Aufgabe 1: Gib aus dem Text über die Friedrichstraße einen Abschnitt wortgetreu wieder. Setze bei den Worten "So oder ähnlich" ein und höre nach "Stadtplanungsamtsleiter Ortwin Ratei." auf.
#### Vorliegender Textauszug ####
So oder ähnlich könnte es in der Friedrichstraße in zehn oder fünfzehn Jahren aussehen. Zumindest, wenn es nach Hanno Klein geht, dem Investorenbetreuer des Senats für die alte Stadtmitte. Interessenten aller Herren Länder, die bereit sind, bis zu 20.000 Mark für den Quadratmeter auf den Tisch zu legen, geben sich derzeit in Kleins Büro in der nahegelegenen Behrensstraße die Klinke in die Hand. Kein Hochhausbeton wie zu SED-Zeiten soll die Straße zwischen dem Oranienburger Tor in Mitte und dem Halleschen Tor in Kreuzberg künftig verunzieren: Sie soll in ihrer alten Herrlichkeit und in ihren historischen Baufluchtlinien wieder entstehen. »Die Investoren wollen den Hintergrund der klassizistischen Metropole Berlin und keine gesichtslosen Hochhäuser«, sagt der Kreuzberger Stadtplanungsamtsleiter Ortwin Ratei.
#### Zu verarbeitende Daten ####
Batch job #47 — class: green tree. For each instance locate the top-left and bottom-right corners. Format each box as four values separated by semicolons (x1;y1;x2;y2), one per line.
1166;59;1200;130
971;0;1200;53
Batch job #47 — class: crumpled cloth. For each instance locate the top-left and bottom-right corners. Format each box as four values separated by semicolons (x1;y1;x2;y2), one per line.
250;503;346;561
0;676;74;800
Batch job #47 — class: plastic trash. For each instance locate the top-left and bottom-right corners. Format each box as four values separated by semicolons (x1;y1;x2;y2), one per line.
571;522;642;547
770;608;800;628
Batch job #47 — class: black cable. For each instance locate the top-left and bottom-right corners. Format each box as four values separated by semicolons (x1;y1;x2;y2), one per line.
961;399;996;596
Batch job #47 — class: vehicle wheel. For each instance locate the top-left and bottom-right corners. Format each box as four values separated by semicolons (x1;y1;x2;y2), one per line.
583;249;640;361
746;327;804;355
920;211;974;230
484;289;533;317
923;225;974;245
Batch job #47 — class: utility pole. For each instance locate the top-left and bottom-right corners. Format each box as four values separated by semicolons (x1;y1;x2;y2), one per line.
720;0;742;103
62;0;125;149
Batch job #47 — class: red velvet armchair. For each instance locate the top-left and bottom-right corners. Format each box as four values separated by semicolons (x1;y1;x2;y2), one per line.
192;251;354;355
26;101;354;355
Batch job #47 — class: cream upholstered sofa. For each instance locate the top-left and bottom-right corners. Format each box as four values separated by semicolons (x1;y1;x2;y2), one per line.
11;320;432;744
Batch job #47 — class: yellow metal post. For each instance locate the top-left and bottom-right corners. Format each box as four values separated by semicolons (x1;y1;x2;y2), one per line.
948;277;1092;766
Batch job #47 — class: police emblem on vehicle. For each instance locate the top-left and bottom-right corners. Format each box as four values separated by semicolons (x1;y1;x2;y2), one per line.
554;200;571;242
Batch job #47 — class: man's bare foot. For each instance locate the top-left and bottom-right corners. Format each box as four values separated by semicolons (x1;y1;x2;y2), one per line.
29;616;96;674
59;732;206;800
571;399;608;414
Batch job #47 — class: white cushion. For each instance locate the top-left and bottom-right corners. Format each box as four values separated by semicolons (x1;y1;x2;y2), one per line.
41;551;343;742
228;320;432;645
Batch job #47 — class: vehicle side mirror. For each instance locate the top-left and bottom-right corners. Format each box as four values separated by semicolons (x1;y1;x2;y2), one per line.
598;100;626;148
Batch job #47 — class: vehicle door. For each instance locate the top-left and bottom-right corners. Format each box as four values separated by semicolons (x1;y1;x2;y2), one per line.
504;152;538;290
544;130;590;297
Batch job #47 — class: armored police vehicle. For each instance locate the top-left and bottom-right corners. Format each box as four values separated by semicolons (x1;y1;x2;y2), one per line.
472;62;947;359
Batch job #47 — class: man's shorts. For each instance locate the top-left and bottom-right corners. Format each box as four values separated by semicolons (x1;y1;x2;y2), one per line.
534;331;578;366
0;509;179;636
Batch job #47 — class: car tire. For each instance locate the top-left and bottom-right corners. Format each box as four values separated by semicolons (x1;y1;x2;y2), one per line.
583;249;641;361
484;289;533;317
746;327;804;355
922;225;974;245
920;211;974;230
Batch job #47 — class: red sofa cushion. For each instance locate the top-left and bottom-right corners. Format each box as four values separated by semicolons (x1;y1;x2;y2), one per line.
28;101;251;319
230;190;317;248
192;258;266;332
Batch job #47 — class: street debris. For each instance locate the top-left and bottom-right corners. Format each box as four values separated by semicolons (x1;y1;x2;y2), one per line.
####
Aufgabe 2: Stelle die Zeilen der Datensätze als nummerierte Liste dar und lass dabei Leerzeilen weg. Beginne bei der Zeile mit "Batch job #47 — class: armored" und höre erst nach der letzten Zeile der Datensätze auf.

Lösung 1:
So oder ähnlich könnte es in der Friedrichstraße in zehn oder fünfzehn Jahren aussehen. Zumindest, wenn es nach Hanno Klein geht, dem Investorenbetreuer des Senats für die alte Stadtmitte. Interessenten aller Herren Länder, die bereit sind, bis zu 20.000 Mark für den Quadratmeter auf den Tisch zu legen, geben sich derzeit in Kleins Büro in der nahegelegenen Behrensstraße die Klinke in die Hand. Kein Hochhausbeton wie zu SED-Zeiten soll die Straße zwischen dem Oranienburger Tor in Mitte und dem Halleschen Tor in Kreuzberg künftig verunzieren: Sie soll in ihrer alten Herrlichkeit und in ihren historischen Baufluchtlinien wieder entstehen. »Die Investoren wollen den Hintergrund der klassizistischen Metropole Berlin und keine gesichtslosen Hochhäuser«, sagt der Kreuzberger Stadtplanungsamtsleiter Ortwin Ratei.

Lösung 2:
1. Batch job #47 — class: armored police vehicle. For each instance locate the top-left and bottom-right corners. Format each box as four values separated by semicolons (x1;y1;x2;y2), one per line.
2. 472;62;947;359
3. Batch job #47 — class: man's shorts. For each instance locate the top-left and bottom-right corners. Format each box as four values separated by semicolons (x1;y1;x2;y2), one per line.
4. 534;331;578;366
5. 0;509;179;636
6. Batch job #47 — class: car tire. For each instance locate the top-left and bottom-right corners. Format each box as four values separated by semicolons (x1;y1;x2;y2), one per line.
7. 583;249;641;361
8. 484;289;533;317
9. 746;327;804;355
10. 922;225;974;245
11. 920;211;974;230
12. Batch job #47 — class: red sofa cushion. For each instance locate the top-left and bottom-right corners. Format each box as four values separated by semicolons (x1;y1;x2;y2), one per line.
13. 28;101;251;319
14. 230;190;317;248
15. 192;258;266;332
16. Batch job #47 — class: street debris. For each instance locate the top-left and bottom-right corners. Format each box as four values separated by semicolons (x1;y1;x2;y2), one per line.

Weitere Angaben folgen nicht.